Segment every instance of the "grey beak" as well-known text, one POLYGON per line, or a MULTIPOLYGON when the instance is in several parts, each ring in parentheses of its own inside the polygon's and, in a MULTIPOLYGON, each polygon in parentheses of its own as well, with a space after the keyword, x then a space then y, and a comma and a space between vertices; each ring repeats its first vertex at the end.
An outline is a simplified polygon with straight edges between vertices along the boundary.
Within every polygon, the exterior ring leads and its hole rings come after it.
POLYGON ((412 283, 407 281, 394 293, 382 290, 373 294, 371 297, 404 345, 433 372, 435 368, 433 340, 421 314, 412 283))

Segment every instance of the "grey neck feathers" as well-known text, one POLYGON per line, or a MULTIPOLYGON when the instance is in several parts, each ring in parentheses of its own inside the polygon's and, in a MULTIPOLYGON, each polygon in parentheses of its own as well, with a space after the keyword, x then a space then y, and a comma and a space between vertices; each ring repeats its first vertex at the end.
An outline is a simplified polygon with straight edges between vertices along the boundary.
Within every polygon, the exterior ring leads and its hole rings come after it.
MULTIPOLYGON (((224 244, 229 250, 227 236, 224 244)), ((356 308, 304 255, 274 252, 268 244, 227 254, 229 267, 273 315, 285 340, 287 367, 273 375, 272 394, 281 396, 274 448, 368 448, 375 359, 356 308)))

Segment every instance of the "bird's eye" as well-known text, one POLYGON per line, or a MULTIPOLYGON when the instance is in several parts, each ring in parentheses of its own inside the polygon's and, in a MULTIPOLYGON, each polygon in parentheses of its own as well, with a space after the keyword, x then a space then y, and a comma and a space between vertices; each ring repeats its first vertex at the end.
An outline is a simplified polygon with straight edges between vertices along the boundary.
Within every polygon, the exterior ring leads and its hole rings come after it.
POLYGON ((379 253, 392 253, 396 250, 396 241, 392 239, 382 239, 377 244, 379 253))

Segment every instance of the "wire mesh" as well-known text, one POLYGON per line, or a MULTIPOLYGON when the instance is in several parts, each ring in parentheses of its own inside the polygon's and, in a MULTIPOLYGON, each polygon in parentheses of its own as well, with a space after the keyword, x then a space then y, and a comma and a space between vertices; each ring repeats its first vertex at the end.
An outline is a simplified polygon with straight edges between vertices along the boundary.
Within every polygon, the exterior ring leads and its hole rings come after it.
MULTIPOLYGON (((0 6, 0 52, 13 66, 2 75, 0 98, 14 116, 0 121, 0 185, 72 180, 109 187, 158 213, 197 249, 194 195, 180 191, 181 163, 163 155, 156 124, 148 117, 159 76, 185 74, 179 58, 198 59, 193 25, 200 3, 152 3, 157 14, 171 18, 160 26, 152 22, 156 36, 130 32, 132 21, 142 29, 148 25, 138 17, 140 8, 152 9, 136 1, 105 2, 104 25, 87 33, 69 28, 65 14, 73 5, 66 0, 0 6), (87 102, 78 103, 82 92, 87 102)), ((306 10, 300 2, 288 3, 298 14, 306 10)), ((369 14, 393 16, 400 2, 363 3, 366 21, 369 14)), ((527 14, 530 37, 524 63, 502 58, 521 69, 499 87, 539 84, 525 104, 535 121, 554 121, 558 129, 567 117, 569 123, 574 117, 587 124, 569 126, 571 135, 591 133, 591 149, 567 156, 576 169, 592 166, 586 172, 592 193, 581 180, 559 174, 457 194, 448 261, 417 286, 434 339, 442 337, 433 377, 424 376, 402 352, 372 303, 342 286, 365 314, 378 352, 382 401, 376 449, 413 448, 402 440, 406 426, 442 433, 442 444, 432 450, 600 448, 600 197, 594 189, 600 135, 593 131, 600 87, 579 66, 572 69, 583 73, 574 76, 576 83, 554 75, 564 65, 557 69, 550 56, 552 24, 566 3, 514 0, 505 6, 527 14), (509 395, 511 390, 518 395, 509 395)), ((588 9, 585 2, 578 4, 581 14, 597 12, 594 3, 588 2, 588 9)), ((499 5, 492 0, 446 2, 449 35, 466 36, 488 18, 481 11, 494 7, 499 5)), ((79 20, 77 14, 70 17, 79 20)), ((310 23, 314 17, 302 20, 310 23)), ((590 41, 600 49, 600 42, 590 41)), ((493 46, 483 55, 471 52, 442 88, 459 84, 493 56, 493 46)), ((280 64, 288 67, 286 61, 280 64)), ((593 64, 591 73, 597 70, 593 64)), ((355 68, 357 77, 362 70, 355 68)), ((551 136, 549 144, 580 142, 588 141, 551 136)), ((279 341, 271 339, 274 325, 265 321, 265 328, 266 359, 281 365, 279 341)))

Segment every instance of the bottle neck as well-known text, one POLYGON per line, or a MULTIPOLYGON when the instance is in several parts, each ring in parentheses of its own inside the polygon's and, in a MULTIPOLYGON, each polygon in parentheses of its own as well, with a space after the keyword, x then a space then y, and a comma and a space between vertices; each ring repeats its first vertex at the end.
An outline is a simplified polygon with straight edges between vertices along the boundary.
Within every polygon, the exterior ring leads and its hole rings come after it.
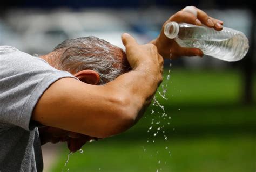
POLYGON ((177 22, 171 22, 167 23, 164 28, 165 35, 170 39, 177 37, 179 31, 179 26, 177 22))

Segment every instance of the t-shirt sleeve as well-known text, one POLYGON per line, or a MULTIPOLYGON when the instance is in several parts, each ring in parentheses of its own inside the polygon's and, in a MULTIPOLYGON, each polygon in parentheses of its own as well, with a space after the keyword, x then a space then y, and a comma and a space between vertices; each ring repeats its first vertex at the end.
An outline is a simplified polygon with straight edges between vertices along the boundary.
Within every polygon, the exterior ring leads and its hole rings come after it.
POLYGON ((53 83, 64 77, 76 78, 40 58, 0 47, 0 123, 33 129, 31 117, 36 103, 53 83))

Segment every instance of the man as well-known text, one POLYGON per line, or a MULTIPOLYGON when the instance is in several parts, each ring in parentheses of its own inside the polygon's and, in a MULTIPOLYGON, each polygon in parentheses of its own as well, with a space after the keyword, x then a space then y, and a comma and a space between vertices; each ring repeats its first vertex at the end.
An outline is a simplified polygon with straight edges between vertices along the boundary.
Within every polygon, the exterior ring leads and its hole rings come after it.
MULTIPOLYGON (((170 21, 222 28, 194 7, 170 21)), ((139 45, 127 33, 122 39, 126 55, 92 37, 65 41, 40 58, 0 47, 1 171, 42 171, 41 144, 47 142, 66 141, 75 152, 127 130, 161 82, 162 56, 203 55, 180 47, 163 30, 150 44, 139 45)))

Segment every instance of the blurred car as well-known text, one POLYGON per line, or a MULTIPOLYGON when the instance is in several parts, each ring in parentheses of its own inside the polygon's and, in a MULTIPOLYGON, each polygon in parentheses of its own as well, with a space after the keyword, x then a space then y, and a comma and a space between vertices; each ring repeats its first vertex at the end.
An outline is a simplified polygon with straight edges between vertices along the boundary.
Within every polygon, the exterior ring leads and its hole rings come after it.
POLYGON ((0 20, 0 45, 17 45, 18 37, 3 20, 0 20))
POLYGON ((19 49, 30 54, 49 53, 63 40, 80 37, 93 35, 124 48, 121 34, 128 32, 138 42, 141 37, 131 30, 117 16, 105 13, 57 12, 33 14, 9 18, 20 33, 17 45, 19 49))

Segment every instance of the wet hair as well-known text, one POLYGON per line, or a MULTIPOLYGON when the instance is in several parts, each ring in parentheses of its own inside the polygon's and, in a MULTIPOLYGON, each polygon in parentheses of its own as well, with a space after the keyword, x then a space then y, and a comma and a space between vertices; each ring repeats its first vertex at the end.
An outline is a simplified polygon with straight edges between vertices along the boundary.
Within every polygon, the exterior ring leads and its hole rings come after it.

### WHAT IS REQUIRED
Rewrite the records above as a Markdown table with the columns Row and Text, one line per row with its row number, and leave out blank lines and the pictures.

### PROBLEM SOLUTION
| Row | Text |
|---|---|
| 1 | Segment every instance of the "grey beak" as well-known text, one POLYGON per line, or a MULTIPOLYGON when the instance is in several parts, each ring in parentheses of its own inside the polygon's and, in a MULTIPOLYGON, each polygon in parentheses of its own as well, with a space after the keyword, x then a space then y, and a comma and a space between vertices; each ring repeats its first vertex at the end. |
| 2 | An outline is a simplified polygon with straight edges between vertices along the boundary. |
| 3 | Within every polygon, the exterior ring leads and its hole rings come after it. |
| 4 | POLYGON ((412 283, 407 281, 394 293, 382 290, 373 294, 371 297, 404 345, 433 372, 435 368, 433 340, 421 314, 412 283)) |
| 5 | Segment every instance of the "grey neck feathers" as well-known text, one POLYGON per line, or a MULTIPOLYGON when the instance is in several parts, each ring in parentheses of its own inside the polygon's and, in a MULTIPOLYGON, each polygon in parentheses of its own as well, with a space after the keyword, x then a space then y, and a comma and a space between vertices; each ring repeats its first vertex at the end. |
| 6 | An outline is a simplified polygon with straight edges between vertices along the boundary. |
| 7 | Within every polygon, the exterior ring leads and its hole rings come after it. |
| 8 | MULTIPOLYGON (((224 244, 229 250, 227 236, 224 244)), ((356 308, 304 255, 274 252, 268 244, 227 254, 229 267, 273 315, 285 340, 287 367, 273 375, 272 394, 281 396, 274 448, 368 448, 375 359, 356 308))) |
| 9 | Segment every instance of the "bird's eye" as well-known text, one POLYGON per line, or a MULTIPOLYGON when the instance is in several parts, each ring in parentheses of its own inside the polygon's and, in a MULTIPOLYGON, each polygon in parentheses of its own as well, with a space after the keyword, x then a space then y, and a comma and a space between vertices; each ring repeats its first vertex at the end. |
| 10 | An outline is a simplified polygon with straight edges between vertices along the boundary. |
| 11 | Within every polygon, the exterior ring leads and its hole rings come after it. |
| 12 | POLYGON ((379 253, 392 253, 396 250, 396 241, 392 239, 382 239, 377 244, 379 253)) |
| 13 | Segment every instance of the "wire mesh" as well-known text, one POLYGON per line, or a MULTIPOLYGON when the instance is in several parts, each ring in parentheses of its own inside the polygon's and, in a MULTIPOLYGON, each polygon in parentheses of its own as well, with a space after the keyword, x then a space then y, and a comma and a space between vertices; each ring repeats its first vertex at the end. |
| 14 | An outline is a simplified polygon with straight edges between vertices along the boundary. |
| 15 | Within every polygon, the exterior ring leads and its hole rings come after it. |
| 16 | MULTIPOLYGON (((0 6, 0 52, 13 66, 2 75, 0 98, 14 116, 0 121, 0 185, 72 180, 109 187, 158 213, 197 249, 194 195, 180 191, 181 163, 163 155, 156 124, 148 117, 159 76, 185 74, 179 58, 198 59, 193 25, 200 3, 152 3, 157 14, 171 18, 160 26, 152 22, 156 36, 130 32, 132 21, 142 29, 148 25, 138 17, 140 8, 152 9, 136 1, 105 2, 104 25, 87 33, 69 28, 65 14, 73 5, 66 0, 0 6), (87 102, 78 103, 82 92, 87 102)), ((306 10, 300 2, 288 3, 298 14, 306 10)), ((369 14, 393 16, 400 2, 363 3, 366 21, 369 14)), ((527 14, 530 37, 524 63, 502 58, 521 69, 499 87, 539 84, 525 104, 535 121, 554 121, 558 129, 567 117, 569 123, 574 117, 587 124, 569 126, 571 135, 591 133, 591 149, 567 156, 576 169, 592 166, 586 172, 592 193, 581 180, 559 174, 457 194, 448 261, 417 286, 434 339, 442 337, 433 377, 424 376, 402 352, 372 303, 342 286, 365 314, 378 352, 382 401, 376 449, 413 448, 402 440, 406 426, 442 433, 442 444, 432 450, 600 448, 600 197, 594 189, 600 135, 593 131, 600 87, 579 66, 572 69, 583 73, 574 76, 576 83, 554 75, 564 65, 557 69, 550 56, 552 24, 566 3, 514 0, 505 6, 527 14), (509 395, 511 390, 518 395, 509 395)), ((588 9, 585 2, 578 4, 581 14, 597 12, 594 3, 588 2, 588 9)), ((499 5, 492 0, 446 2, 449 35, 466 36, 488 18, 481 11, 494 7, 499 5)), ((79 20, 77 14, 70 17, 79 20)), ((310 23, 314 17, 302 20, 310 23)), ((590 41, 600 49, 600 42, 590 41)), ((493 46, 483 55, 471 52, 442 88, 459 84, 493 56, 493 46)), ((280 64, 288 67, 286 61, 280 64)), ((593 64, 591 73, 597 70, 593 64)), ((355 68, 357 77, 362 70, 355 68)), ((551 136, 549 144, 580 142, 588 141, 551 136)), ((279 341, 271 339, 274 325, 265 321, 265 328, 266 359, 281 365, 279 341))) |
| 17 | Segment every instance of the bottle neck as well-known text, one POLYGON per line, or a MULTIPOLYGON when the instance is in several parts, each ring in parentheses of its own inside the polygon's and, in a MULTIPOLYGON, each polygon in parentheses of its own as well, with a space after the keyword, x then a space then y, and a comma and a space between vertices; each ring repeats its first vertex at the end. |
| 18 | An outline is a simplified polygon with straight edges between vertices along the boundary. |
| 19 | Within every polygon, the exterior ring leads and its hole rings come after it. |
| 20 | POLYGON ((177 22, 171 22, 167 23, 164 28, 165 35, 170 39, 177 37, 179 31, 179 26, 177 22)) |
| 21 | Segment every instance of the t-shirt sleeve as well-known text, one POLYGON per line, or a MULTIPOLYGON when the instance is in several parts, each ring in parentheses of its own inside the polygon's and, in a MULTIPOLYGON, each polygon in parentheses of its own as well, with a space after the keyword, x then a space then y, and a comma and a space between vertices; each ring repeats its first vertex at the end. |
| 22 | An outline is a simplified polygon with straight edges between vertices along the boundary. |
| 23 | Within every polygon, the exterior ring leads and its hole rings come after it. |
| 24 | POLYGON ((53 83, 64 77, 76 78, 40 58, 0 47, 0 123, 33 129, 31 117, 36 103, 53 83)) |
| 25 | Segment every instance of the man as well-known text, one POLYGON per line, or a MULTIPOLYGON when the instance is in several parts, each ring in parentheses of its own inside the polygon's and, in a MULTIPOLYGON, each polygon in parentheses of its own as well, with a space after the keyword, x then a space then y, and a comma and a space between vertices; each ring repeats its first vertex at the end. |
| 26 | An outline is a simplified polygon with straight edges between vertices along the boundary. |
| 27 | Within every polygon, the exterior ring leads and its hole rings come after it. |
| 28 | MULTIPOLYGON (((170 21, 222 28, 194 7, 170 21)), ((139 45, 127 33, 122 39, 126 55, 92 37, 65 41, 40 58, 0 47, 1 171, 42 171, 41 144, 47 142, 66 141, 75 152, 127 130, 161 82, 162 56, 203 55, 180 47, 163 30, 150 44, 139 45))) |
| 29 | Segment every instance of the blurred car as well-known text, one POLYGON per line, or a MULTIPOLYGON when the instance is in several parts, each ring in parentheses of its own inside the polygon's and, in a MULTIPOLYGON, each polygon in parentheses of its own as well, with a space after the keyword, x then a space then y, and a comma and a space between vertices; each ring repeats its first vertex at the end. |
| 30 | An outline is a simplified polygon with straight edges between vertices along the boundary. |
| 31 | Within every polygon, the exterior ring leads and its hole rings come after it. |
| 32 | POLYGON ((0 20, 0 45, 17 45, 18 37, 3 20, 0 20)) |
| 33 | POLYGON ((19 49, 30 54, 49 53, 63 40, 80 37, 93 35, 124 48, 121 34, 128 32, 138 42, 141 37, 131 30, 117 16, 105 13, 57 12, 33 14, 9 18, 20 33, 17 45, 19 49)) |
| 34 | Segment every instance of the wet hair as well-known text, one POLYGON per line, or a MULTIPOLYGON when the instance is in several parts, each ring in parentheses of its own inside the polygon's and, in a MULTIPOLYGON, each polygon in parentheses of its own as well, with a space after the keyword, x then a space then y, and a comma and a space between vertices; each ring repeats its first vertex at the end. |
| 35 | An outline is a simplified polygon with straight edges between vertices along the boundary. |
| 36 | Within every polygon, the exterior ring leads and its hole rings come after it. |